Nothing should be left out: output all of the entries exactly.

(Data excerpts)
---+---
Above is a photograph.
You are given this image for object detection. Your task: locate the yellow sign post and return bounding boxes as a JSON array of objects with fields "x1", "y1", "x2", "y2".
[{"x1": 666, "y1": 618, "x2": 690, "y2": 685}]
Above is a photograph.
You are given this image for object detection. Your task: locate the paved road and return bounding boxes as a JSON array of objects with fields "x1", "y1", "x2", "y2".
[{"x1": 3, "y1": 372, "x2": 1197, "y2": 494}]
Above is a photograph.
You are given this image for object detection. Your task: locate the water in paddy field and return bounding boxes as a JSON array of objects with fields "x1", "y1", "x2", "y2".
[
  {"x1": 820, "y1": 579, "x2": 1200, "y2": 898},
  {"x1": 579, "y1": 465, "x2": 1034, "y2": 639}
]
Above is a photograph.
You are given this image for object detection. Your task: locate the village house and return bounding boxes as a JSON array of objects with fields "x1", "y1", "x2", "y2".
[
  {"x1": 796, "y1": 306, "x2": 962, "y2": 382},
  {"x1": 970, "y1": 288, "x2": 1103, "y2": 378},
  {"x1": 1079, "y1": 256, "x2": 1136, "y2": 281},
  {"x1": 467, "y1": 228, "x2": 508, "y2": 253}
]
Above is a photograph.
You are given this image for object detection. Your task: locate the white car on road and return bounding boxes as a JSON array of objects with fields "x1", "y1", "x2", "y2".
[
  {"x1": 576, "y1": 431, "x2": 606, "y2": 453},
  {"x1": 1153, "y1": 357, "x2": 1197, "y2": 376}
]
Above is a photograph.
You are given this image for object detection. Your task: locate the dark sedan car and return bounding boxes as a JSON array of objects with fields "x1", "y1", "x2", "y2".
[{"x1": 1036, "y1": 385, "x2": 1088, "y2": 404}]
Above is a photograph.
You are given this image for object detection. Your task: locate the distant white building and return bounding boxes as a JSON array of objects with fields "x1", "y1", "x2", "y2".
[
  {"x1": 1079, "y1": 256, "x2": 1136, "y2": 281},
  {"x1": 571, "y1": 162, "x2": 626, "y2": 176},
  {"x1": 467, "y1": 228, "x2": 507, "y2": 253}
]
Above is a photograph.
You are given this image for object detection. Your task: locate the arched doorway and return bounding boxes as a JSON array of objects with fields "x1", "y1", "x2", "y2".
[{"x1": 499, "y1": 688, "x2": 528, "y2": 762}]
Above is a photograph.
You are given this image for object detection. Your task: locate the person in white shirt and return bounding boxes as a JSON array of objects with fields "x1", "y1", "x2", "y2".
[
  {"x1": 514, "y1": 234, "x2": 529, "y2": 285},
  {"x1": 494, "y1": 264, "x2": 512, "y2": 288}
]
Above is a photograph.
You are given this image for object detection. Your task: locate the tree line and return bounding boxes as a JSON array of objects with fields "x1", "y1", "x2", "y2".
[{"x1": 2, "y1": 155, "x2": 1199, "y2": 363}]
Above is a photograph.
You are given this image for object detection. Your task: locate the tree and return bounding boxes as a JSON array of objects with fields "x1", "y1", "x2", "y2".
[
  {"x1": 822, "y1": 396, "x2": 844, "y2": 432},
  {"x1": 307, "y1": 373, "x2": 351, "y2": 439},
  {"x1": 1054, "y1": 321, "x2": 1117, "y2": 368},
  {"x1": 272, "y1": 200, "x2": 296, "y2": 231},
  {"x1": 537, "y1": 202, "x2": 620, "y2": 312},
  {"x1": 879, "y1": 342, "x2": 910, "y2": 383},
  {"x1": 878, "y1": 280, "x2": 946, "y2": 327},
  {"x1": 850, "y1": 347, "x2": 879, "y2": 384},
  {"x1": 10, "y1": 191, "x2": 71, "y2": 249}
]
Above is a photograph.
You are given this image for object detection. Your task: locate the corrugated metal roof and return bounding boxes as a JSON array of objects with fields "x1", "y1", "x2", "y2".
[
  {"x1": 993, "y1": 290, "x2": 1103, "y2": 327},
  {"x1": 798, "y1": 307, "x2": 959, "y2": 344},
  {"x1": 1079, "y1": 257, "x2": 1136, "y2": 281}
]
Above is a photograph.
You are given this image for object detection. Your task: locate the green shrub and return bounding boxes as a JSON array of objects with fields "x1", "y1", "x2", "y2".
---+---
- ANSWER TO THIS TASK -
Above is a photograph.
You are given this image for object detection. Your task: locate the yellow sign post and return bounding boxes as a JSON array of objects with fields "x1", "y1", "x2", "y2".
[{"x1": 666, "y1": 618, "x2": 690, "y2": 685}]
Above is a photograph.
You are given this image for object detection. Your task: locate the paved road and return bounding boxes as a JSON array of objects with fields "x1", "y1", "x2", "y2".
[{"x1": 3, "y1": 372, "x2": 1197, "y2": 494}]
Above is a photograph.
You are given this image for object detection. Your task: locate the water in paddy field and return bounding boxes as a JSON array of objects with fields "x1", "y1", "x2", "y2".
[
  {"x1": 820, "y1": 579, "x2": 1200, "y2": 898},
  {"x1": 579, "y1": 465, "x2": 1034, "y2": 639}
]
Above is a photograph.
You are given this image for object detection. Your task: locate the village house and return bounding boxes as a JSON array of objects with fields "x1", "y1", "x2", "y2".
[
  {"x1": 796, "y1": 306, "x2": 962, "y2": 382},
  {"x1": 970, "y1": 288, "x2": 1103, "y2": 378},
  {"x1": 1079, "y1": 256, "x2": 1136, "y2": 281},
  {"x1": 467, "y1": 228, "x2": 508, "y2": 253}
]
Above is a photograph.
You are given this image for object detection. Your task: locate the white car on road and return bounding boxes as a JSON array of objects with fields "x1", "y1", "x2", "y2".
[
  {"x1": 576, "y1": 431, "x2": 606, "y2": 453},
  {"x1": 1153, "y1": 357, "x2": 1197, "y2": 376}
]
Above is a photograph.
You are given this image for object detection. Your task: locate the dark sedan car and return bounding boxes as a JSON array of objects with fields "x1", "y1", "x2", "y2".
[{"x1": 1036, "y1": 385, "x2": 1088, "y2": 404}]
Above is a photograph.
You are given this image for object detection. Your task: locate the distant white building and return bounding boxes as a JSON array of objects with fields "x1", "y1", "x2", "y2".
[
  {"x1": 1079, "y1": 256, "x2": 1136, "y2": 281},
  {"x1": 571, "y1": 162, "x2": 626, "y2": 176},
  {"x1": 467, "y1": 228, "x2": 507, "y2": 253}
]
Above is a photograph.
You are given this image for object detection. Your task: locate the arched doorway and return bounding boxes as a JSON array of objects with fields "x1", "y1", "x2", "y2".
[{"x1": 499, "y1": 688, "x2": 528, "y2": 762}]
Above is a photograph.
You are given this image for object detection. Your task: locate the person in white shirt and return bounding boxes as a JSON array of objects with fields "x1", "y1", "x2", "y2".
[
  {"x1": 514, "y1": 234, "x2": 529, "y2": 285},
  {"x1": 494, "y1": 264, "x2": 512, "y2": 288}
]
Above is a photograph.
You are given this image for object detection. Your task: locate the tree line and return bounding boxes as a JSON array of objects with fields "x1", "y1", "x2", "y2".
[{"x1": 2, "y1": 155, "x2": 1199, "y2": 363}]
Above is a photograph.
You are given this image for object detection. Your task: locate the tree and return bounding boxes as a JSON array of objects with fields "x1", "y1", "x2", "y2".
[
  {"x1": 822, "y1": 396, "x2": 844, "y2": 432},
  {"x1": 307, "y1": 373, "x2": 351, "y2": 439},
  {"x1": 1054, "y1": 321, "x2": 1117, "y2": 368},
  {"x1": 272, "y1": 200, "x2": 296, "y2": 231},
  {"x1": 537, "y1": 202, "x2": 620, "y2": 312},
  {"x1": 879, "y1": 342, "x2": 910, "y2": 383},
  {"x1": 878, "y1": 280, "x2": 946, "y2": 327},
  {"x1": 850, "y1": 347, "x2": 879, "y2": 384},
  {"x1": 10, "y1": 191, "x2": 71, "y2": 249}
]
Above is a photograph.
You are given this image for object detection. Your task: locate the corrugated metal roof and return bounding boxes as a JSON array of objects with fields "x1", "y1", "x2", "y2".
[
  {"x1": 993, "y1": 290, "x2": 1103, "y2": 327},
  {"x1": 798, "y1": 307, "x2": 959, "y2": 344},
  {"x1": 1079, "y1": 257, "x2": 1136, "y2": 281}
]
Above is a photograph.
You are given this image for object detection. Your task: locate the green shrub and return bounding boxes as a JSON array of objects with fields "x1", "y1", "x2", "y2".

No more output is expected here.